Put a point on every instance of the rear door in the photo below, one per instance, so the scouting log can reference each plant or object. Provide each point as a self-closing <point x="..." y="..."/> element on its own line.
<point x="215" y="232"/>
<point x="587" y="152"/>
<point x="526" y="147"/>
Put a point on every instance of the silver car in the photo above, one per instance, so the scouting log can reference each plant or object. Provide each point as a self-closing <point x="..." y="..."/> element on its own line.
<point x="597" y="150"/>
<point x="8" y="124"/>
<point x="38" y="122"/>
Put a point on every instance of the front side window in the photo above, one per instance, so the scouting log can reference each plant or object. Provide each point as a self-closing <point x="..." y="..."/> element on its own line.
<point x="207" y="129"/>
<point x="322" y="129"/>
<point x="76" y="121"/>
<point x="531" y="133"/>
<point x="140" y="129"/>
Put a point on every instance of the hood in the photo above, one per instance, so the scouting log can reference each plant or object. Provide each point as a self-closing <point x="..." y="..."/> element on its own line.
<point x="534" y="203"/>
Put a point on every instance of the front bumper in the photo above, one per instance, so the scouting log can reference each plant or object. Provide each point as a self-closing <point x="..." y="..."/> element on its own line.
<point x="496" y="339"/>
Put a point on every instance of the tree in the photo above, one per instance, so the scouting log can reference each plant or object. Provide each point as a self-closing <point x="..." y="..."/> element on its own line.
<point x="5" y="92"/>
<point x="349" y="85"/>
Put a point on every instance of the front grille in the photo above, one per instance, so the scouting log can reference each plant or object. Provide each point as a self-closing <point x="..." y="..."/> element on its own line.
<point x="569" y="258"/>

□ □ □ □ □ □ □

→ PROBLEM DETAILS
Quote every item above word for word, keeping the original order.

→ RESPONSE TO THIS EXERCISE
Put a point on every instance of the rear door in the photo below, one per instance, so the scouting log can reference each plant or object. Provide each point as a self-closing <point x="..." y="..."/> element on its own line.
<point x="215" y="232"/>
<point x="587" y="152"/>
<point x="526" y="147"/>
Put a point on every instance of the silver car in the photo above, one per instance, so the scouting log can reference each plant or object. Provide each point as a self-closing <point x="..." y="..."/> element on its own line.
<point x="597" y="150"/>
<point x="8" y="124"/>
<point x="38" y="122"/>
Put a point on every instance of the front side window in the photo above, one per instance, so the scouting log can reference each plant or object. Provide each point as a self-closing <point x="..." y="..."/> element on its own line.
<point x="207" y="129"/>
<point x="322" y="129"/>
<point x="76" y="121"/>
<point x="531" y="133"/>
<point x="140" y="129"/>
Put a point on every instance of the hood in the photo above, one per instance, so the scouting log can reference each plant or object. Provide each point as a self-closing <point x="..." y="..."/> element on its own line.
<point x="534" y="203"/>
Put a point on every instance of the front bumper in the photo above, one per instance, so the scouting log can reference each plant or object. Provide each point as a self-closing <point x="..." y="..."/> element on its own line.
<point x="496" y="339"/>
Put a point on every instance of the tree in the photo above, one per instance, so the scouting log can reference each plant or object. Provide each point as a self-closing <point x="..." y="..."/> element on its own line.
<point x="5" y="92"/>
<point x="349" y="85"/>
Put a point on every instance of the front grille in the photo above, one per instance, so the scouting log can reference each plant or object. Provide each point as a self-closing <point x="..." y="..."/> element on its own line.
<point x="569" y="258"/>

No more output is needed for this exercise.